> _THE PROBLEM_: Each line below must be set down exactly as it stands.

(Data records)
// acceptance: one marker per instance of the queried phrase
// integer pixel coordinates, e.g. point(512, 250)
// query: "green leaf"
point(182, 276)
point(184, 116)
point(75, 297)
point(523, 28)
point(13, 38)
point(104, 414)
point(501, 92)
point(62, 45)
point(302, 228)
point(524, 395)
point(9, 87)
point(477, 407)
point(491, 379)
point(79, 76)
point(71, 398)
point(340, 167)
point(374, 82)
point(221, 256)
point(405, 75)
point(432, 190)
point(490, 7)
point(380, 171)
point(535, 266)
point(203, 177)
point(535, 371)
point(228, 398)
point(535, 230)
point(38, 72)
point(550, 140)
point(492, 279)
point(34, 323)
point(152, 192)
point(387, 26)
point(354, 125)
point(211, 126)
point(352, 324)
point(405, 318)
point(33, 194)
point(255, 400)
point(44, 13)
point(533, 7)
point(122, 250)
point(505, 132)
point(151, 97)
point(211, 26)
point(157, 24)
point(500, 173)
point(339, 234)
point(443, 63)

> _ANSWER TO THE PROBLEM_:
// acceptance: one marker per instance of the queried phrase
// integer pixel coordinates, e.g. point(512, 250)
// query: "green leaf"
point(182, 276)
point(184, 116)
point(75, 297)
point(523, 28)
point(13, 38)
point(104, 414)
point(501, 92)
point(62, 45)
point(302, 228)
point(524, 395)
point(9, 87)
point(477, 407)
point(491, 379)
point(79, 76)
point(71, 398)
point(340, 167)
point(374, 82)
point(221, 256)
point(405, 75)
point(432, 190)
point(490, 7)
point(380, 171)
point(535, 266)
point(203, 177)
point(535, 371)
point(228, 398)
point(535, 230)
point(38, 72)
point(550, 140)
point(492, 279)
point(34, 323)
point(152, 192)
point(387, 26)
point(354, 125)
point(211, 126)
point(352, 324)
point(405, 318)
point(33, 194)
point(255, 400)
point(44, 13)
point(533, 7)
point(122, 250)
point(505, 132)
point(151, 97)
point(211, 26)
point(157, 24)
point(500, 173)
point(339, 234)
point(443, 63)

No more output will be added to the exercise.